[Start of section]

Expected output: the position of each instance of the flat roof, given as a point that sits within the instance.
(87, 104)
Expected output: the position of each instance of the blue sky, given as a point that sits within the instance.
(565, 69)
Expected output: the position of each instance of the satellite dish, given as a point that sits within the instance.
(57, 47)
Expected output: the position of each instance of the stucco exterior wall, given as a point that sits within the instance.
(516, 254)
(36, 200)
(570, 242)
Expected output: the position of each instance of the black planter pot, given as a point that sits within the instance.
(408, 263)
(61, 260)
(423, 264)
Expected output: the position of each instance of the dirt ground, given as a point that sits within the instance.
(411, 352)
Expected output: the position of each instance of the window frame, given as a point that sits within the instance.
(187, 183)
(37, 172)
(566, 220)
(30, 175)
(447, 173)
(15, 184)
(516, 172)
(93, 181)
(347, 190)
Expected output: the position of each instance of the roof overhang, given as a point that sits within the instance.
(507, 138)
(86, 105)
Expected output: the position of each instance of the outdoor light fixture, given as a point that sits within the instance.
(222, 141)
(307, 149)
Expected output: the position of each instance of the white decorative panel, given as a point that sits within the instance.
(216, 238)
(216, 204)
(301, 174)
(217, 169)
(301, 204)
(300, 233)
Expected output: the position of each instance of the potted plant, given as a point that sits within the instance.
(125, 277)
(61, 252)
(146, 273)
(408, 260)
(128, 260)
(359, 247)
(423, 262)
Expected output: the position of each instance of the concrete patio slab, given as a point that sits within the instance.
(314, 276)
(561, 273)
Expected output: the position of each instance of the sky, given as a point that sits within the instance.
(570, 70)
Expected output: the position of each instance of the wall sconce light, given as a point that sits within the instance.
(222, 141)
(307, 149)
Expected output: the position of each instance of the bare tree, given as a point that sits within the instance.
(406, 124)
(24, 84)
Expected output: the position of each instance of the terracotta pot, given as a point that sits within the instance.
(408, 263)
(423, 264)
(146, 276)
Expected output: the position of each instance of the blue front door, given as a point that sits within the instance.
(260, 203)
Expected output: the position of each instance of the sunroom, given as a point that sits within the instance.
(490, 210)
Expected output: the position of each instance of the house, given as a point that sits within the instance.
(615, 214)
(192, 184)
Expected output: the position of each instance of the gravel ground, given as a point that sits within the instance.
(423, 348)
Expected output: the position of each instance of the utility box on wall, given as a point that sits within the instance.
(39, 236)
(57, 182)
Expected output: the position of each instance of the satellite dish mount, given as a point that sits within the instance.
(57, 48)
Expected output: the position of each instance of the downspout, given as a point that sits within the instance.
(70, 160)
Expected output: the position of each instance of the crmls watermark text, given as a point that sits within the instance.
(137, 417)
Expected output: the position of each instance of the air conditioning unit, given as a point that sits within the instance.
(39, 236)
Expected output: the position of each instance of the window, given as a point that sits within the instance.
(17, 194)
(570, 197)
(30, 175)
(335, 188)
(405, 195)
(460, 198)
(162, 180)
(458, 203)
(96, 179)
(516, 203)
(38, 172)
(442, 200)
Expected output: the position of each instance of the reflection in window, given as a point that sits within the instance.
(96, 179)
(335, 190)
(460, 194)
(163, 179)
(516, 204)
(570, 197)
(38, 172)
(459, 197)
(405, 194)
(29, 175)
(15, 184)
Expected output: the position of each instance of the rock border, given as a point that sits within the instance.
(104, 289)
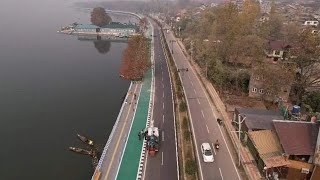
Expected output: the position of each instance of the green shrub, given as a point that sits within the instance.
(191, 167)
(183, 107)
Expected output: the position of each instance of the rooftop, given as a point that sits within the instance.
(297, 138)
(259, 118)
(268, 147)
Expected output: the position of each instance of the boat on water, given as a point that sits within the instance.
(81, 151)
(85, 140)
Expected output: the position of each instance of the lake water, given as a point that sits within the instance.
(53, 86)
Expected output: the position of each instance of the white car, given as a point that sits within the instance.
(206, 152)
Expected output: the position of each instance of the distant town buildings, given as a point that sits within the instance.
(113, 29)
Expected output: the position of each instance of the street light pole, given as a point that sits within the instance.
(239, 131)
(172, 41)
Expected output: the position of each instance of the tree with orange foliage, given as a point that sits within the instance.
(135, 61)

[End of section]

### [WHAT TO PRODUCE]
Exclude the images and output the lines above exactly.

### [RESULT OF THIS TASK]
Expected output: the position of each instance of the flat roof, given as a point that sits within the instance.
(87, 104)
Expected output: the position of each instance of the blue sky, given as a point that sits within the instance.
(565, 69)
Expected output: the position of each instance of the satellite dish, given as a point that sits within the instance.
(57, 47)
Expected output: the position of each instance of the stucco exterior wall, given as a point that sits within the instance.
(516, 254)
(36, 200)
(570, 242)
Expected output: the position of each instance of the black planter pot, given as a point that sits within the instance.
(408, 263)
(61, 260)
(423, 264)
Expected output: the position of each instance of the dirt ground, given as a point that sits within the instance.
(411, 352)
Expected output: the position of each instance of the window frame, given as a point that sits within the instance.
(187, 183)
(37, 172)
(566, 220)
(30, 175)
(447, 173)
(15, 184)
(516, 172)
(93, 181)
(347, 190)
Expected output: the position of each instance of the roof overhang, given as a point that sits within the instance.
(507, 138)
(86, 105)
Expected output: the position of each instance of the outdoor light fixture, given as a point that sits within the instance.
(222, 141)
(307, 149)
Expected output: the position of each instance of the white decorative panel, given as a point that sits within the instance.
(216, 238)
(216, 204)
(301, 174)
(217, 169)
(301, 204)
(300, 233)
Expected output: the position of each instance of the potted plant, given as a point that sits within the instance.
(125, 277)
(61, 252)
(146, 273)
(408, 260)
(128, 260)
(359, 247)
(423, 262)
Expected output: the position of each instance of the concrete patio slab, given as a point that sits within the instance.
(314, 276)
(561, 273)
Expected output: the position of each instance of the sky, given as a point that sits within the instance.
(570, 70)
Expected output: the position of each instance of the wall sconce light, given as a point that sits within the instance.
(222, 141)
(307, 149)
Expected output: the position of each instance of the bare tree, given as a point that sits within the instance.
(406, 124)
(24, 84)
Expected output: the position of each instance of the terracotta pot, given as a point that sits within the instance.
(408, 263)
(423, 264)
(146, 276)
Expected output: the position of each instance of the blue front door, given as a point that sits within the instance.
(260, 203)
Expected output: the position of each instance of the sunroom, given as a point that sits within the instance.
(490, 210)
Expected output: the position of each instance of the house, given as a point that sits within the instance.
(615, 214)
(192, 184)
Expected output: the position of each instance of the gravel ground, given as a point that sits within the instance.
(423, 348)
Expected output: the position of each instance of the utility box on wall, given as a point that sits within the instance.
(39, 236)
(57, 182)
Expected output: the position of each instance of the satellite dish mount, given as a point that sits within the instance.
(57, 48)
Expected output: the position of each instance of the downspout, given as a point that sits within the instance.
(70, 160)
Expected output: the position of each instance of the crmls watermark text, given as a point that sits within the instance.
(137, 417)
Expected output: the position of each instance of the air conditioning unit, given as a point that sits within the instance.
(39, 236)
Expected output: the position of each instance of the window, given as a point that sits within the instance.
(17, 194)
(570, 197)
(30, 175)
(335, 188)
(405, 195)
(460, 198)
(162, 180)
(458, 203)
(96, 179)
(516, 203)
(38, 172)
(442, 200)
Expected output: the position of each instance of the reflection in window, given as a point that sits within the instance.
(96, 179)
(335, 190)
(460, 194)
(163, 179)
(516, 204)
(570, 197)
(38, 172)
(459, 197)
(405, 194)
(29, 175)
(15, 184)
Expected output: the position of each instance of the rock border, given as a point that sits within the instance.
(104, 289)
Expected output: the position of each instance of the green shrub, given as a point that sits within the instance.
(191, 167)
(183, 107)
Expected output: the position of each instance of the rooftop, given as a point that sits within the instance.
(297, 138)
(259, 118)
(268, 147)
Expected output: the position of each instance of the boat on water, given as a point that sits within the instance.
(81, 151)
(85, 140)
Expected output: the position of each instance of the lake water, given as a point that sits within the instance.
(53, 86)
Expected output: the position of each instance of the white car, given as a point that sits within the instance.
(206, 152)
Expected output: the position of each instance of the distant town buildings, given as a point that sits within the instance.
(113, 29)
Expected output: the position of each instance of the street light pole, given as a point that sits within the instance.
(239, 131)
(172, 41)
Expected output: the position of each instance of the tree with orange foliage, given as a point that sits within the instance.
(135, 61)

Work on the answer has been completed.